» **Document segment**:
____

The marginal products of labor and capital are given by \(\begin{aligned} MP_L &= aAL^{a - 1}K^b\\ MP_K &= bAL^aK^{b-1}\\ \end{aligned}\) Here, both the $MP_L$ and the $MP_K$ depend on the amount of labor and capital used.
The following diagram allows you to play around with the parameters of $A$, $a$, and $b$, to see how they affect the isoquant map:
One counterintuitive aspect about isoquants is the fact that an increase in productivity leads to an inward shift of the isoquants. (You can see this if you raise $A$ in the diagram above.) This is because better technology means you can produce a given quantity with fewer inputs (less capital and labor); so the isoquant for any given quantity shifts in toward the origin when technology improves!
As usual with Cobb-Douglas, each of the isoquants is bowed in toward the origin: that is, the MRTS is decreasing as you move a long an isoquant by using more labor and less capital. This is true regardless of whether there are increasing, decreasing, or constant marginal returns to labor and capital. What’s the intuition behind this for a production function?
Intuitively, what’s happening here is that the levels of labor and capital affect both the $MP_L$ and the $MP_K$: as you increase labor, you make capital more productive, and vice versa.
As you move down and to the right along an isoquant, you’re adding labor, which makes capital more productive. At the same time, you’re reducing capital, which makes labor less productive. So as you shed capital, you have to hire more and more labor to make up for the lower productivity.

____

» **Stored rows**:
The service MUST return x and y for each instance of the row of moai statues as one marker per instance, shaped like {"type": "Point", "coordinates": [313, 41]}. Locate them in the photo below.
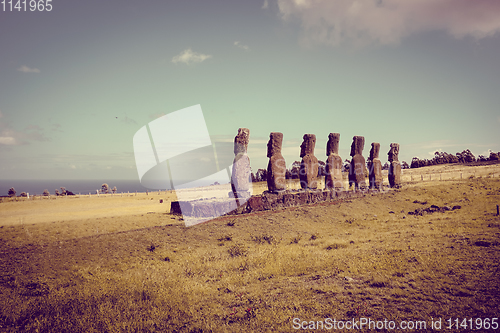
{"type": "Point", "coordinates": [308, 171]}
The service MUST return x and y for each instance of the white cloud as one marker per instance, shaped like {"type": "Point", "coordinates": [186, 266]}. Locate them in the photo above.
{"type": "Point", "coordinates": [241, 46]}
{"type": "Point", "coordinates": [359, 23]}
{"type": "Point", "coordinates": [26, 69]}
{"type": "Point", "coordinates": [11, 137]}
{"type": "Point", "coordinates": [188, 56]}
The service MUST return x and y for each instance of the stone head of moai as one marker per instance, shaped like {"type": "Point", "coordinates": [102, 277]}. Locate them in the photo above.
{"type": "Point", "coordinates": [307, 146]}
{"type": "Point", "coordinates": [274, 143]}
{"type": "Point", "coordinates": [332, 146]}
{"type": "Point", "coordinates": [358, 143]}
{"type": "Point", "coordinates": [393, 153]}
{"type": "Point", "coordinates": [241, 141]}
{"type": "Point", "coordinates": [375, 151]}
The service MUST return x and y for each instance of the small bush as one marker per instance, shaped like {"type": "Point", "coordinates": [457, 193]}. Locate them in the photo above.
{"type": "Point", "coordinates": [236, 251]}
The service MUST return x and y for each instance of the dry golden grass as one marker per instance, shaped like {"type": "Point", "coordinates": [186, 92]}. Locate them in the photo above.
{"type": "Point", "coordinates": [255, 273]}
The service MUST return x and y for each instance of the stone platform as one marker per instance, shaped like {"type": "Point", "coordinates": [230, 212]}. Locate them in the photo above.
{"type": "Point", "coordinates": [266, 201]}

____

» **Written exercise 1**: According to the passage on Cobb-Douglas isoquants, in which direction do the isoquants shift when productivity increases?
» **Written exercise 2**: Extend the passage on Cobb-Douglas isoquants, beginning after its final sentence.
The items play no part in this work.

» **Task response 1**: They shift inward, toward the origin.

» **Task response 2**:
We can also think of it in the opposite direction: suppose you have a lot of labor, and you’re thinking of firing some people and replacing their jobs with automation. As your labor force decreases, the people who remain are doing more and more work, so they become increasingly valuable; so as you continue reducing your labor force, you need to use more and more machines to do the work of the people you’ve just fired.
Properties of Production Technologies
Fundamentally, there are two aspects of any production technology which are interesting to us: what happens as you move along an isoquant (i.e. substitute labor for capital), and what happens as you move between isoquants (i.e. scale production). The first concerns the elasticity of substitution; the second, returns to scale.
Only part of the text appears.